INPUT DATA: Begin

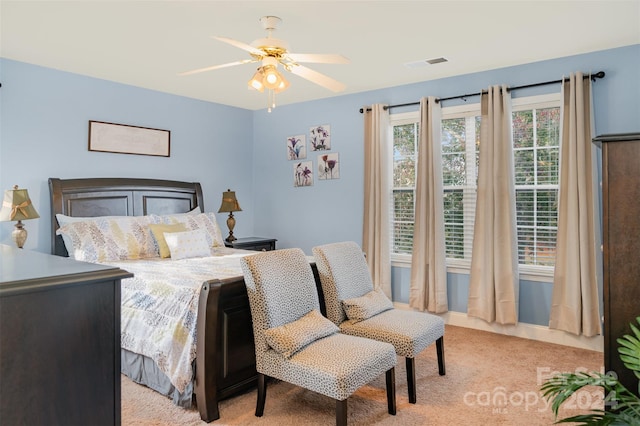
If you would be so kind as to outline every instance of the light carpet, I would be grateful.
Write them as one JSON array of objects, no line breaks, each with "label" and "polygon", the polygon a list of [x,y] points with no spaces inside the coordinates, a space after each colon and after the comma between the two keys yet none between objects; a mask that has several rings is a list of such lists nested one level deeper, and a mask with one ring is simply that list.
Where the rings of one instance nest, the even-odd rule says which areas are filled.
[{"label": "light carpet", "polygon": [[[396,366],[397,415],[387,413],[384,375],[349,398],[350,425],[551,425],[554,416],[540,385],[554,372],[602,371],[601,352],[446,326],[446,375],[438,375],[435,345],[416,358],[418,402],[407,398],[404,359]],[[220,402],[211,425],[331,425],[335,402],[284,382],[269,382],[264,416],[255,417],[256,390]],[[602,409],[602,392],[584,389],[560,417]],[[198,425],[197,409],[122,376],[123,425]]]}]

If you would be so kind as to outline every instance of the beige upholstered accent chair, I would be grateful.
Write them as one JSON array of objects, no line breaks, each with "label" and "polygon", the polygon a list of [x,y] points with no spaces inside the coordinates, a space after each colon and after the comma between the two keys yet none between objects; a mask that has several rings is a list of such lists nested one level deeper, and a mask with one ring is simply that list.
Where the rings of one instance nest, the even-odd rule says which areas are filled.
[{"label": "beige upholstered accent chair", "polygon": [[320,313],[309,259],[300,249],[240,260],[249,295],[258,371],[256,416],[273,377],[336,400],[336,424],[347,424],[347,398],[386,374],[387,408],[396,414],[393,345],[338,332]]},{"label": "beige upholstered accent chair", "polygon": [[415,357],[436,342],[438,370],[445,374],[444,321],[426,312],[395,309],[374,290],[364,253],[352,242],[313,248],[322,283],[327,318],[342,333],[393,344],[406,358],[409,402],[416,403]]}]

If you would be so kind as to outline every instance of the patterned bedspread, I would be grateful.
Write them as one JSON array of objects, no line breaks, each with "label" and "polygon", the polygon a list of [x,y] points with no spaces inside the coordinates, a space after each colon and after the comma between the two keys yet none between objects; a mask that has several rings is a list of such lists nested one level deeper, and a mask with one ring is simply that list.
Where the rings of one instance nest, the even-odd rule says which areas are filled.
[{"label": "patterned bedspread", "polygon": [[215,250],[205,258],[106,262],[134,274],[122,280],[122,348],[153,359],[180,392],[193,377],[202,284],[213,278],[241,277],[239,259],[252,254]]}]

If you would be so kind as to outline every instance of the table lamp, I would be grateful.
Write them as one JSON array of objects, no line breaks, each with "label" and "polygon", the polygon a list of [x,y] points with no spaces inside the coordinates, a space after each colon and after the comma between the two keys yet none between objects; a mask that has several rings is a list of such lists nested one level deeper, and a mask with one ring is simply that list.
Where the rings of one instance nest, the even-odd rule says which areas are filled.
[{"label": "table lamp", "polygon": [[14,185],[13,189],[4,191],[0,222],[17,221],[16,229],[11,233],[11,238],[18,248],[22,248],[27,241],[27,230],[22,225],[22,221],[39,217],[40,215],[33,207],[26,189],[18,189],[18,185]]},{"label": "table lamp", "polygon": [[225,238],[227,242],[232,242],[237,240],[236,237],[233,236],[233,228],[236,226],[236,218],[233,217],[233,212],[241,212],[240,204],[238,204],[238,200],[236,199],[235,191],[227,189],[226,192],[222,193],[222,204],[220,205],[220,209],[218,213],[226,213],[229,212],[229,217],[227,218],[227,227],[229,228],[229,236]]}]

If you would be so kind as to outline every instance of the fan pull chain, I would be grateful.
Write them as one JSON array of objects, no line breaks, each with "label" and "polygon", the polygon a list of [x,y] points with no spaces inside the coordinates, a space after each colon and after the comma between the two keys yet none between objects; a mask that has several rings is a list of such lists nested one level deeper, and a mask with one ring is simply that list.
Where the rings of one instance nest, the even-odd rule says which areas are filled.
[{"label": "fan pull chain", "polygon": [[276,107],[276,92],[267,89],[267,112],[271,112],[272,108]]}]

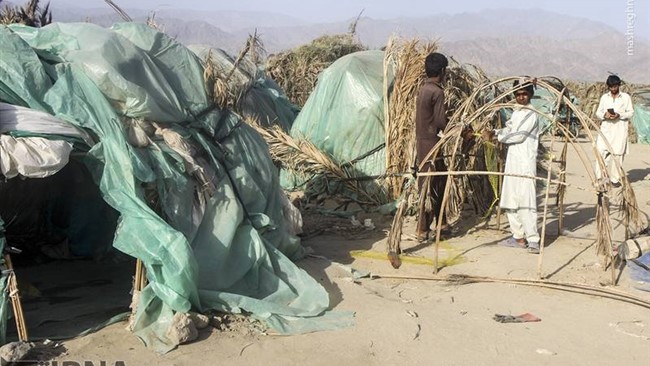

INPUT DATA: End

• **GOAL OF THE EXERCISE**: If a picture appears among the entries, omit it and reproduce everything else exactly.

• **EXPECTED ANSWER**:
If you would be so kind as to outline every instance of the light carpet, I would be grateful.
Write them as one JSON array of objects, no line breaks, each with "label" and "polygon", the polygon a list of [x,y] points with no spaces inside the coordinates, a space after each colon and after the comma between the two keys yet none between objects; a mask that has several rings is a list of such lists nested one level deeper, and a mask with one ring is simply that list.
Where the rings of one instance nest, the even-odd rule says which areas are filled.
[{"label": "light carpet", "polygon": [[[396,366],[397,415],[387,413],[384,375],[349,398],[350,425],[551,425],[554,416],[540,385],[554,372],[602,371],[601,352],[446,326],[446,375],[438,375],[435,345],[416,358],[418,402],[407,398],[404,359]],[[220,402],[211,425],[331,425],[335,402],[284,382],[269,382],[264,416],[255,417],[256,390]],[[602,409],[602,392],[584,389],[560,417]],[[198,425],[197,409],[122,376],[123,425]]]}]

If you would be so kind as to outline every instance of the beige upholstered accent chair, I would be grateful.
Write them as one JSON array of objects, no line breaks, each with "label" and "polygon", the polygon a list of [x,y] points with no spaces inside the coordinates, a space after each colon and after the comma between the two keys yet none between objects; a mask that has several rings is a list of such lists nested one level deeper, and a mask with one ring is simply that list.
Where the rings of one instance nest, the even-odd rule says which areas are filled.
[{"label": "beige upholstered accent chair", "polygon": [[320,313],[309,259],[300,249],[240,260],[249,295],[258,371],[256,416],[273,377],[336,400],[336,424],[347,424],[347,398],[386,374],[387,408],[396,414],[393,345],[338,332]]},{"label": "beige upholstered accent chair", "polygon": [[415,357],[436,342],[438,370],[445,374],[444,321],[426,312],[395,309],[374,290],[364,253],[352,242],[313,248],[322,283],[327,318],[342,333],[393,344],[406,358],[409,402],[416,403]]}]

If you would be so kind as to outline every instance of the patterned bedspread, I would be grateful.
Write them as one JSON array of objects, no line breaks, each with "label" and "polygon", the polygon a list of [x,y] points with no spaces inside the coordinates, a space after each colon and after the comma between the two keys yet none between objects; a mask that has several rings is a list of such lists nested one level deeper, and a mask with one ring is simply that list.
Where the rings of one instance nest, the even-odd rule says which areas are filled.
[{"label": "patterned bedspread", "polygon": [[215,250],[205,258],[106,262],[134,274],[122,280],[122,348],[153,359],[180,392],[193,377],[202,284],[213,278],[241,277],[239,259],[252,254]]}]

If you would be so kind as to outline every instance of the table lamp, I would be grateful.
Write them as one JSON array of objects, no line breaks, each with "label" and "polygon", the polygon a list of [x,y] points with no spaces inside the coordinates, a space after each colon and after the comma between the two keys yet none between objects; a mask that has several rings is a list of such lists nested one level deeper, and a mask with one ring is simply that list.
Where the rings of one instance nest, the even-odd rule says which areas are filled.
[{"label": "table lamp", "polygon": [[14,185],[13,189],[4,191],[0,222],[17,221],[16,229],[11,233],[11,238],[18,248],[22,248],[27,241],[27,230],[22,225],[22,221],[39,217],[40,215],[33,207],[26,189],[18,189],[18,185]]},{"label": "table lamp", "polygon": [[225,238],[227,242],[232,242],[237,240],[236,237],[233,236],[233,228],[236,226],[236,218],[233,217],[233,212],[241,212],[240,204],[238,204],[238,200],[236,199],[235,191],[227,189],[226,192],[222,193],[222,204],[220,205],[220,209],[218,213],[226,213],[229,212],[229,217],[227,218],[227,227],[229,228],[229,236]]}]

If you would be so kind as to outline every instance of the fan pull chain, I would be grateful.
Write them as one JSON array of objects, no line breaks, each with "label" and "polygon", the polygon a list of [x,y] points with no spaces inside the coordinates, a space after each colon and after the comma between the two keys yet none between objects; a mask that has several rings is a list of such lists nested one level deeper, and a mask with one ring is simply that list.
Where the rings of one instance nest, the even-odd rule says which areas are filled.
[{"label": "fan pull chain", "polygon": [[276,107],[276,92],[267,89],[267,112],[271,112],[272,108]]}]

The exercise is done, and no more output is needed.